-- The task --
Recast the rows below as a numbered list, omitting any blank lines.

[[ Material provided, beginning ]]

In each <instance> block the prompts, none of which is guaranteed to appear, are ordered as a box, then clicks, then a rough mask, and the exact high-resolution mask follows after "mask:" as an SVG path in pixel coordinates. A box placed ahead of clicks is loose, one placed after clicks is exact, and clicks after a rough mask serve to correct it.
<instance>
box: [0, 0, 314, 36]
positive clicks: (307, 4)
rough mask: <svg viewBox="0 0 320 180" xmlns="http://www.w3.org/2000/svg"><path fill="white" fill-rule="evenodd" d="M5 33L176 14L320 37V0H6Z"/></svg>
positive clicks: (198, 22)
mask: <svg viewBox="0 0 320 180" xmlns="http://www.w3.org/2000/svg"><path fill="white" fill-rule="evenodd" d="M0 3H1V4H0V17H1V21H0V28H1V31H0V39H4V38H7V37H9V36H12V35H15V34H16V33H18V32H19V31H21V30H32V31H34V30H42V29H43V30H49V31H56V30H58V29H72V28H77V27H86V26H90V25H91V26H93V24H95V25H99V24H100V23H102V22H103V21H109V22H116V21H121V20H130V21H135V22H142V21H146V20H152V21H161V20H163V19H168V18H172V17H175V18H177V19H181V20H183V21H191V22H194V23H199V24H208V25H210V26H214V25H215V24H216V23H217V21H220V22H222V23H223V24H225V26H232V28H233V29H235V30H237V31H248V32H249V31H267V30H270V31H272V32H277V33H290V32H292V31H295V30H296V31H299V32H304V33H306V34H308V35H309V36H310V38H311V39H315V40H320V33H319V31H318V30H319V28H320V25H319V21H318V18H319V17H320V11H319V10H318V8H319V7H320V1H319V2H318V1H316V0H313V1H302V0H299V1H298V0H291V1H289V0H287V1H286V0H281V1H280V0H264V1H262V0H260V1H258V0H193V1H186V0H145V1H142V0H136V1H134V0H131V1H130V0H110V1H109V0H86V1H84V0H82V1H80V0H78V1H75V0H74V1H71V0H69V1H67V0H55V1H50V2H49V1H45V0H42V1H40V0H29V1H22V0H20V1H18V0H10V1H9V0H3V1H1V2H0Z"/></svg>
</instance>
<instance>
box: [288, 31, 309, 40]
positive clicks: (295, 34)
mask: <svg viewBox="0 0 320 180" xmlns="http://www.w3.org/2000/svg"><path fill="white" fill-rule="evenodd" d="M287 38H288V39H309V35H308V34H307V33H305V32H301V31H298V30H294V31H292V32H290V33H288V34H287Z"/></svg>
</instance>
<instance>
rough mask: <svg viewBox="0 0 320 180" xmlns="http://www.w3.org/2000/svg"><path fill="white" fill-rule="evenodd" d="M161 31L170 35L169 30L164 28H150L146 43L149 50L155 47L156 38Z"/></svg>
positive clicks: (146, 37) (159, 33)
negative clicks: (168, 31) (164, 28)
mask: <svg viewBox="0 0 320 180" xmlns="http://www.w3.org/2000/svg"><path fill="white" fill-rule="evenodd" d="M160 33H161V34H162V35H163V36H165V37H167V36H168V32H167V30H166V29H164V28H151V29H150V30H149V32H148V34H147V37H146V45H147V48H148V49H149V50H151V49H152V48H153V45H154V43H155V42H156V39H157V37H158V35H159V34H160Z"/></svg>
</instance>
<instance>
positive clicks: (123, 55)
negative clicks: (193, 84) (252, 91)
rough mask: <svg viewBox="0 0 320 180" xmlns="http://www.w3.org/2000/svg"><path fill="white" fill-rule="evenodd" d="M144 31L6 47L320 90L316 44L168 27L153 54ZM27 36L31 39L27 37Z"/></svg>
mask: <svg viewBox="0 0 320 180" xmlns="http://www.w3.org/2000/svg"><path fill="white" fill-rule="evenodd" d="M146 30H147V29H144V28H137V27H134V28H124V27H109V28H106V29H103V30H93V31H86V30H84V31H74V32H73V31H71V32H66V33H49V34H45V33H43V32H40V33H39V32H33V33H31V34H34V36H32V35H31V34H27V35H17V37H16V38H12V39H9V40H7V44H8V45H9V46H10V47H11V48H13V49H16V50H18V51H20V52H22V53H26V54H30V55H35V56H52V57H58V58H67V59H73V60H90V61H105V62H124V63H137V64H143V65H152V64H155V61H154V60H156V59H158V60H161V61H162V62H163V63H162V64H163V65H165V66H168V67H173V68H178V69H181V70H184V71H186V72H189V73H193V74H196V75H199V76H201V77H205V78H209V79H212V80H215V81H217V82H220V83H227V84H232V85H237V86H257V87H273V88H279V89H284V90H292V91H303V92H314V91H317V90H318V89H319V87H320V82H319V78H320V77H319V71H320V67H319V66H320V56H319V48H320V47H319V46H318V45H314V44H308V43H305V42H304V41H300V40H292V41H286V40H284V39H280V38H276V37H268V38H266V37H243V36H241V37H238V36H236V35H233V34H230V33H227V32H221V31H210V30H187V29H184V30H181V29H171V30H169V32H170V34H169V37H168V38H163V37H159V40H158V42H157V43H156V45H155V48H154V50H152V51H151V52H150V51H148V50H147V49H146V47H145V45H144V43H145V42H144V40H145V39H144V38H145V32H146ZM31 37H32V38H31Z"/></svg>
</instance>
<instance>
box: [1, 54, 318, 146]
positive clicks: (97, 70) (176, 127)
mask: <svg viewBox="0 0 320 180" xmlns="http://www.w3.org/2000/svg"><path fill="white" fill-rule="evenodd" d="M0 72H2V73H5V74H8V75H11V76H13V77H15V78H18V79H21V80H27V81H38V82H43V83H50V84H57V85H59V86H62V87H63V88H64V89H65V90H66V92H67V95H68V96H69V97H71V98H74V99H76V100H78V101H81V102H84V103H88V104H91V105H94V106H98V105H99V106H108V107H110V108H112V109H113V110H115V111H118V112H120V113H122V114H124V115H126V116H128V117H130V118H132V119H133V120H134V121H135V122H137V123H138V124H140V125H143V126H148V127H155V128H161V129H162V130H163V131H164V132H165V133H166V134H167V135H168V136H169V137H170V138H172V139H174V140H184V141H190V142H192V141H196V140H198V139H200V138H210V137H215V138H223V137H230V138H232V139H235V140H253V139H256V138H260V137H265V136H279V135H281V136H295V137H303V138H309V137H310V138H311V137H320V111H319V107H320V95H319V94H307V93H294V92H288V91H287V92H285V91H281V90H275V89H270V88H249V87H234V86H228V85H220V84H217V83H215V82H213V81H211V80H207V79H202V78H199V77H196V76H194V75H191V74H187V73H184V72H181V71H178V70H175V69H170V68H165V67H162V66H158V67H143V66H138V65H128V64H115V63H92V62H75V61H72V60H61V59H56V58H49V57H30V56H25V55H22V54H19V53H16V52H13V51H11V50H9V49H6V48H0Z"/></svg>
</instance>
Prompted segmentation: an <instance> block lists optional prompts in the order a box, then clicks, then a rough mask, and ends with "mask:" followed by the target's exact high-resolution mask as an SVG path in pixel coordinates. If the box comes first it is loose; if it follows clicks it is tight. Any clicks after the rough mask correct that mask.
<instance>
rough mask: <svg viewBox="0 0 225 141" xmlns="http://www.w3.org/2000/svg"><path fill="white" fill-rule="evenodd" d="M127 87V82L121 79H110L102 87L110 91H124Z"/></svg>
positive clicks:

[[ Material provided, end ]]

-- Written solution --
1. In each <instance> block the prompts, none of which is guaranteed to appear, are ordered as a box, then clicks, then a rough mask, and the exact high-resolution mask follows after "mask:" as an SVG path in pixel coordinates. A box placed ahead of clicks is loose, one placed after clicks is exact, and clicks after a rough mask serve to correct it.
2. <instance>
3. box: [0, 0, 314, 36]
4. positive clicks: (307, 4)
5. rough mask: <svg viewBox="0 0 320 180" xmlns="http://www.w3.org/2000/svg"><path fill="white" fill-rule="evenodd" d="M5 33L176 14L320 37V0H6Z"/></svg>
6. positive clicks: (198, 22)
7. mask: <svg viewBox="0 0 320 180" xmlns="http://www.w3.org/2000/svg"><path fill="white" fill-rule="evenodd" d="M0 3H1V4H0V17H1V21H0V28H1V31H0V39H4V38H7V37H9V36H12V35H15V34H16V33H18V32H19V31H21V30H32V31H34V30H42V29H43V30H49V31H56V30H58V29H72V28H77V27H86V26H90V25H91V26H93V24H95V25H99V24H100V23H102V22H103V21H109V22H116V21H121V20H130V21H135V22H142V21H146V20H152V21H161V20H163V19H168V18H172V17H175V18H177V19H181V20H183V21H191V22H194V23H199V24H208V25H210V26H214V25H215V24H216V23H217V21H220V22H222V23H223V24H225V26H232V28H233V29H235V30H237V31H248V32H249V31H267V30H270V31H272V32H277V33H290V32H292V31H295V30H296V31H299V32H304V33H306V34H308V35H309V36H310V38H311V39H315V40H320V33H319V31H318V30H319V28H320V25H319V21H318V18H319V17H320V11H319V10H318V8H319V7H320V1H319V2H318V1H316V0H313V1H302V0H299V1H298V0H291V1H289V0H287V1H286V0H281V1H280V0H264V1H262V0H260V1H258V0H193V1H186V0H145V1H142V0H136V1H134V0H131V1H130V0H110V1H109V0H86V1H84V0H82V1H80V0H78V1H75V0H74V1H71V0H69V1H67V0H55V1H50V2H49V1H45V0H42V1H40V0H29V1H22V0H20V1H18V0H10V1H9V0H3V1H1V2H0Z"/></svg>
8. </instance>
9. <instance>
10. box: [288, 31, 309, 40]
11. positive clicks: (295, 34)
12. mask: <svg viewBox="0 0 320 180" xmlns="http://www.w3.org/2000/svg"><path fill="white" fill-rule="evenodd" d="M287 38H288V39H309V35H308V34H307V33H305V32H301V31H298V30H294V31H292V32H290V33H288V34H287Z"/></svg>
13. </instance>
14. <instance>
15. rough mask: <svg viewBox="0 0 320 180" xmlns="http://www.w3.org/2000/svg"><path fill="white" fill-rule="evenodd" d="M161 31L170 35L169 30L164 28H150L146 43L149 50L155 47L156 38Z"/></svg>
16. positive clicks: (146, 37) (159, 33)
17. negative clicks: (168, 31) (164, 28)
18. mask: <svg viewBox="0 0 320 180" xmlns="http://www.w3.org/2000/svg"><path fill="white" fill-rule="evenodd" d="M160 33H161V34H162V35H163V36H165V37H167V36H168V32H167V30H166V29H164V28H151V29H150V30H149V32H148V34H147V37H146V45H147V48H148V49H149V50H151V49H152V48H153V45H154V43H155V42H156V39H157V37H158V35H159V34H160Z"/></svg>
19. </instance>
20. <instance>
21. positive clicks: (123, 55)
22. negative clicks: (193, 84) (252, 91)
23. rough mask: <svg viewBox="0 0 320 180" xmlns="http://www.w3.org/2000/svg"><path fill="white" fill-rule="evenodd" d="M144 31L6 47L320 90L316 44L168 27L153 54ZM27 36L31 39L27 37Z"/></svg>
24. mask: <svg viewBox="0 0 320 180" xmlns="http://www.w3.org/2000/svg"><path fill="white" fill-rule="evenodd" d="M146 30H147V29H144V28H137V27H134V28H124V27H109V28H106V29H103V30H93V31H86V30H84V31H74V32H73V31H71V32H66V33H49V34H45V33H43V32H40V33H39V32H33V33H31V34H34V36H32V35H31V34H27V35H17V37H16V38H12V39H9V40H7V44H8V45H9V46H10V47H11V48H13V49H16V50H18V51H20V52H22V53H26V54H30V55H35V56H52V57H58V58H67V59H73V60H90V61H105V62H124V63H137V64H143V65H152V64H155V61H154V60H156V59H158V60H161V61H162V62H163V63H162V64H163V65H165V66H168V67H173V68H178V69H181V70H184V71H186V72H189V73H193V74H196V75H199V76H201V77H205V78H209V79H212V80H215V81H217V82H220V83H227V84H232V85H237V86H257V87H273V88H279V89H284V90H292V91H303V92H314V91H317V90H318V89H319V87H320V82H319V78H320V77H319V71H320V67H319V66H320V56H319V48H320V47H319V46H318V45H314V44H308V43H305V42H304V41H300V40H292V41H286V40H284V39H280V38H276V37H268V38H266V37H243V36H241V37H238V36H236V35H233V34H230V33H227V32H221V31H210V30H187V29H184V30H181V29H171V30H169V32H170V34H169V37H168V38H163V37H159V40H158V42H157V43H156V45H155V48H154V50H152V51H151V52H150V51H148V50H147V49H146V47H145V45H144V43H145V42H144V40H145V39H144V38H145V32H146ZM31 37H32V38H31Z"/></svg>
25. </instance>
26. <instance>
27. box: [1, 54, 318, 146]
28. positive clicks: (97, 70) (176, 127)
29. mask: <svg viewBox="0 0 320 180" xmlns="http://www.w3.org/2000/svg"><path fill="white" fill-rule="evenodd" d="M0 72H2V73H5V74H8V75H11V76H13V77H15V78H18V79H21V80H27V81H38V82H43V83H50V84H57V85H59V86H62V87H63V88H64V89H65V90H66V92H67V95H68V96H69V97H71V98H74V99H76V100H78V101H81V102H84V103H88V104H91V105H94V106H98V105H99V106H108V107H110V108H112V109H113V110H115V111H118V112H120V113H122V114H124V115H126V116H128V117H130V118H132V119H133V120H134V121H135V122H137V123H138V124H140V125H143V126H148V127H155V128H161V129H162V130H163V131H164V132H165V133H166V134H167V135H168V136H169V137H170V138H172V139H174V140H184V141H190V142H192V141H196V140H198V139H200V138H210V137H215V138H223V137H230V138H232V139H235V140H253V139H256V138H260V137H265V136H279V135H281V136H295V137H303V138H309V137H310V138H311V137H320V111H319V107H320V95H319V94H307V93H294V92H288V91H287V92H285V91H281V90H275V89H270V88H249V87H234V86H228V85H220V84H217V83H215V82H213V81H211V80H207V79H202V78H199V77H196V76H194V75H191V74H187V73H184V72H181V71H178V70H175V69H170V68H165V67H162V66H158V67H143V66H138V65H128V64H115V63H92V62H75V61H72V60H61V59H56V58H49V57H30V56H25V55H22V54H19V53H16V52H13V51H11V50H9V49H6V48H0Z"/></svg>
30. </instance>
31. Prompted segmentation: an <instance> block lists optional prompts in the order a box, then clicks, then a rough mask, and ends with "mask:" followed by the target's exact high-resolution mask as an SVG path in pixel coordinates. If the box comes first it is loose; if it follows clicks it is tight. Any clicks after the rough mask correct that mask.
32. <instance>
33. rough mask: <svg viewBox="0 0 225 141" xmlns="http://www.w3.org/2000/svg"><path fill="white" fill-rule="evenodd" d="M127 87V82L121 79H110L102 87L110 91H124Z"/></svg>
34. positive clicks:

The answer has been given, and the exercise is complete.